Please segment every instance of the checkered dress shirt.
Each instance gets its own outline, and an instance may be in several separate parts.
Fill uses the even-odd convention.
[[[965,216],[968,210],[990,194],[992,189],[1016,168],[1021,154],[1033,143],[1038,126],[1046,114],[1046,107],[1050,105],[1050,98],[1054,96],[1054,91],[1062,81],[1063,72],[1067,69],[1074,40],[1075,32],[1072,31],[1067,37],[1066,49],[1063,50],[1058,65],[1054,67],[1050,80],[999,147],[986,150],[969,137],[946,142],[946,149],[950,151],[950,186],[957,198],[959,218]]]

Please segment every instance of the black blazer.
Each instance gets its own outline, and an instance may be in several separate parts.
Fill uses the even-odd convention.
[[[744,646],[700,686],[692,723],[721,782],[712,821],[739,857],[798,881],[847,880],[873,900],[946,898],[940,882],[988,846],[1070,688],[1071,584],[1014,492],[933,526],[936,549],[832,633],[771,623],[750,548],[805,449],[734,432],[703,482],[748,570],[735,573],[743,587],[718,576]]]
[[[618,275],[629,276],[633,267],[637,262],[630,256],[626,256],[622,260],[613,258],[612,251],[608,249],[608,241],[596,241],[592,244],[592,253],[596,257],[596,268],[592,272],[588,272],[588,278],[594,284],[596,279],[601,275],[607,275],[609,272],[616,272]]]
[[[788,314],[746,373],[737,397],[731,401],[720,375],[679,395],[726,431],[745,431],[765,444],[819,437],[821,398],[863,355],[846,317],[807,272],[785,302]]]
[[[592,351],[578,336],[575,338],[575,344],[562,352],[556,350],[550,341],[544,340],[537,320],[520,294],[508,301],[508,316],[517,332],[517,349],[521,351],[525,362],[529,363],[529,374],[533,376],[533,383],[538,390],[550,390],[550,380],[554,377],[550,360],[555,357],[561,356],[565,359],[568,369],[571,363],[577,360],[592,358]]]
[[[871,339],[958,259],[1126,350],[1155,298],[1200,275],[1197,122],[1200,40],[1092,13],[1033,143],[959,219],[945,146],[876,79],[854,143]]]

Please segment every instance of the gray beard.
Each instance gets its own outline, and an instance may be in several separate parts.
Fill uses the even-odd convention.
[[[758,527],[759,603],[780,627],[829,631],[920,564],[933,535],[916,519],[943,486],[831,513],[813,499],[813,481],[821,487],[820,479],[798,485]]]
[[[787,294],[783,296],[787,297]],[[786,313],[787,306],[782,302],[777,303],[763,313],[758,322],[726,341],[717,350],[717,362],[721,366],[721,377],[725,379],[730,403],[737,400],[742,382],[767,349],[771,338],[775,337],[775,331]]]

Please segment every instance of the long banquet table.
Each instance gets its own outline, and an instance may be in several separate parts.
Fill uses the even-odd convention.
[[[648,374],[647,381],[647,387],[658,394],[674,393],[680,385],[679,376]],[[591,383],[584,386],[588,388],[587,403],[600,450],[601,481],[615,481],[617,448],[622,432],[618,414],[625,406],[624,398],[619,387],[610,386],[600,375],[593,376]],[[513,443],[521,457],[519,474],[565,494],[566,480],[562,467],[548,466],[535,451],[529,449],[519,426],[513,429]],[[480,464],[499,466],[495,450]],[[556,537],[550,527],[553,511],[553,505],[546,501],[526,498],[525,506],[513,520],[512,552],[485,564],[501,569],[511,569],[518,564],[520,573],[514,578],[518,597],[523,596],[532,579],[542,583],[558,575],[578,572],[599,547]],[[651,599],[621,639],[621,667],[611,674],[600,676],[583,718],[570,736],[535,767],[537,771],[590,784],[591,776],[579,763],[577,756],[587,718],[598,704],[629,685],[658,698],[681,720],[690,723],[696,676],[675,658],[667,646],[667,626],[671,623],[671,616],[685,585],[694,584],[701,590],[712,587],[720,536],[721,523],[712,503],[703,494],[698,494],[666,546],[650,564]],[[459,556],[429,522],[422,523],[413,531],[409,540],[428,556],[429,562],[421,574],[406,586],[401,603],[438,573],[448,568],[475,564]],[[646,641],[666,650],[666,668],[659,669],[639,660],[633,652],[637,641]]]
* * *
» **Your task**
Repeat each record word for word. Do not leave any out.

» **The completed task**
Please segment every instance of the checkered dress shirt.
Each instance gets its own outline, and an instance may be in several separate parts.
Fill uses the even-odd convention.
[[[965,216],[968,210],[990,194],[992,189],[1016,168],[1021,154],[1033,143],[1038,126],[1046,114],[1046,107],[1050,105],[1050,98],[1054,96],[1054,91],[1062,81],[1063,72],[1067,69],[1074,40],[1075,32],[1072,31],[1067,37],[1066,49],[1063,50],[1058,65],[1054,67],[1050,80],[999,147],[986,150],[969,137],[946,142],[946,149],[950,151],[950,186],[957,198],[959,218]]]

Please segment every instance of the black blazer.
Each instance gets its own outline, and an instance may be in several separate parts.
Fill uses the even-odd convention.
[[[744,646],[700,686],[692,723],[721,782],[712,821],[739,857],[798,881],[847,880],[873,900],[946,898],[940,882],[988,846],[1070,688],[1071,584],[1014,492],[933,526],[936,549],[832,633],[771,623],[750,548],[805,449],[734,432],[703,482],[748,570],[735,573],[743,587],[718,576]]]
[[[618,275],[629,276],[633,267],[637,262],[630,256],[626,256],[622,260],[613,258],[612,251],[608,249],[608,241],[596,241],[592,244],[592,253],[596,257],[596,268],[592,272],[588,272],[588,278],[594,284],[596,279],[601,275],[607,275],[609,272],[616,272]]]
[[[788,314],[746,373],[737,397],[731,401],[720,375],[679,395],[726,431],[745,431],[765,444],[819,437],[821,398],[863,355],[846,317],[807,272],[785,302]]]
[[[592,351],[578,336],[575,338],[575,344],[562,352],[556,350],[550,341],[544,340],[537,320],[520,294],[508,301],[508,316],[517,332],[517,349],[521,351],[525,362],[529,363],[529,374],[533,376],[533,383],[538,390],[550,390],[550,380],[554,377],[550,360],[555,357],[561,356],[565,359],[568,369],[571,363],[577,360],[592,358]]]
[[[871,339],[958,259],[1126,350],[1155,298],[1200,275],[1197,122],[1200,40],[1092,13],[1033,143],[959,219],[945,146],[876,79],[854,143]]]

Please segment every instance of the gray beard.
Each instance gets its own outline, and an instance may be in several separate parts.
Fill uses the even-odd convention.
[[[758,527],[759,603],[780,627],[829,631],[920,564],[933,535],[916,519],[943,486],[831,513],[813,499],[813,481],[821,487],[820,479],[798,485]]]
[[[787,294],[783,296],[787,297]],[[786,313],[787,306],[782,302],[777,303],[763,313],[758,322],[726,341],[717,350],[717,362],[721,366],[721,377],[725,379],[730,403],[737,400],[742,382],[767,349],[771,338],[775,337],[775,331]]]

Please segment every instance of the long banquet table.
Each instance gets its own outline, and an instance may be in several separate parts.
Fill uses the even-odd convention.
[[[648,374],[647,381],[647,387],[658,394],[674,393],[680,385],[679,376]],[[591,383],[584,386],[588,388],[587,403],[600,450],[601,481],[615,481],[617,448],[622,432],[618,414],[625,406],[624,398],[619,387],[610,386],[600,375],[593,376]],[[513,443],[521,457],[519,474],[565,494],[566,480],[562,467],[548,466],[535,451],[529,449],[519,426],[513,429]],[[480,464],[499,466],[495,450]],[[556,537],[550,527],[553,511],[553,505],[546,501],[526,498],[525,506],[513,520],[512,552],[485,564],[501,569],[511,569],[518,564],[520,573],[514,578],[518,597],[523,596],[532,579],[542,583],[558,575],[578,572],[599,547]],[[651,599],[621,639],[621,667],[611,674],[600,676],[583,718],[570,736],[535,767],[537,771],[590,784],[591,776],[579,763],[577,756],[587,718],[598,704],[629,685],[658,698],[681,720],[690,723],[696,676],[675,658],[667,646],[667,626],[671,623],[671,616],[685,585],[694,584],[701,590],[712,587],[720,536],[721,523],[712,503],[703,494],[698,494],[666,546],[650,564]],[[459,556],[429,522],[422,523],[413,531],[409,540],[428,556],[429,562],[421,574],[406,586],[401,603],[438,573],[448,568],[475,564]],[[646,641],[666,650],[666,668],[659,669],[639,660],[633,652],[637,641]]]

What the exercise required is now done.